| Exercise objective |
Write each entry out once more, please, precisely as shown.

| Records shown |
---
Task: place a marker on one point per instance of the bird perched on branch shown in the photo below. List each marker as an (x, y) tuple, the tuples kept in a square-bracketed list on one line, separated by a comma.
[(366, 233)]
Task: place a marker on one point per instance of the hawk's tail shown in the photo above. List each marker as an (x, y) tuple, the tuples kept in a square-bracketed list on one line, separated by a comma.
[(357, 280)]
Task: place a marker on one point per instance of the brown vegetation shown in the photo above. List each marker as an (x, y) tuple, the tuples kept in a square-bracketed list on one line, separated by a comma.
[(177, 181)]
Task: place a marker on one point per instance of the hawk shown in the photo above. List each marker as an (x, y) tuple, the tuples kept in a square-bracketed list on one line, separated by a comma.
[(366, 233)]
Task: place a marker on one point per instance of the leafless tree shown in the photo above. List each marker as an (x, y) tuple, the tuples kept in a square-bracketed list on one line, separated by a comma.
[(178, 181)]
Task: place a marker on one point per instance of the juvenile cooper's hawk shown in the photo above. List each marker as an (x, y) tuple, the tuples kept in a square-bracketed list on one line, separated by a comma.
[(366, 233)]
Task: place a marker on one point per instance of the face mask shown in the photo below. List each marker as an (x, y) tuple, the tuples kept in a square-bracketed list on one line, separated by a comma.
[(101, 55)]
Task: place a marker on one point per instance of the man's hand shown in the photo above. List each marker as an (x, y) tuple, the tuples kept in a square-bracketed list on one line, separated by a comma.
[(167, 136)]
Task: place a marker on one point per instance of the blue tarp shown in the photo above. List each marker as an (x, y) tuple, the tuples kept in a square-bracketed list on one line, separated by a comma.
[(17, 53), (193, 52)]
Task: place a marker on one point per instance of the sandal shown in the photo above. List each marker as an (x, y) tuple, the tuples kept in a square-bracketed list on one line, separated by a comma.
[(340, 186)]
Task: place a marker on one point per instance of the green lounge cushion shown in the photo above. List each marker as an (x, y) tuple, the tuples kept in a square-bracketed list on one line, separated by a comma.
---
| Task output |
Task: place a marker on one point per instance of the bird perched on branch shown in the photo below. List each marker as an (x, y) tuple, the tuples kept in a square-bracketed list on one line, separated by a comma.
[(366, 233)]
Task: place a marker on one point per instance of the hawk's tail shown in the photo above. List each marker as an (x, y) tuple, the tuples kept in a square-bracketed list on one line, separated by a comma.
[(357, 280)]
Task: place a marker on one point per instance of the brown vegetation shown in the photo above. List each marker as an (x, y) tuple, the tuples kept in a square-bracketed list on one line, separated by a comma.
[(177, 181)]
Task: place a marker on one point per instance of the hawk shown in the photo above. List each marker as an (x, y) tuple, the tuples kept in a square-bracketed list on one line, separated by a comma.
[(366, 233)]
Task: place a marker on one point per instance of the leafless tree shown in the photo above. List each marker as an (x, y) tuple, the tuples kept in a square-bracketed list on one line, separated by a comma.
[(178, 181)]
Task: place a marker on one point per instance of the juvenile cooper's hawk shown in the photo above. List each marker as an (x, y) tuple, the tuples kept in a square-bracketed list on one line, separated by a comma.
[(366, 233)]
Task: place a marker on one point per instance of the face mask shown in the photo below. List each marker as an (x, y) tuple, the tuples kept in a square-bracketed list on one line, separated by a comma.
[(101, 55)]
Task: place a marker on one point per instance of the man's hand shown in the photo above. List each marker as an (x, y) tuple, the tuples kept in a square-bracketed list on one line, separated by a comma.
[(167, 136)]
Task: place a marker on one point per instance of the blue tarp shown in the photo above. List each marker as an (x, y) tuple, the tuples kept in a square-bracketed list on one line, separated by a comma.
[(17, 53), (193, 52)]
Task: place a marker on one point per instance of the sandal shown in the photo above. List each marker as an (x, y) tuple, the tuples kept in a square-bracketed list on one line, separated by a comma.
[(340, 186)]
Task: place a marker on one point per instance of the green lounge cushion shown in the photo above. List each marker as an (x, y) tuple, the tuples kept in a square-bracketed list on one line, separated by a comma.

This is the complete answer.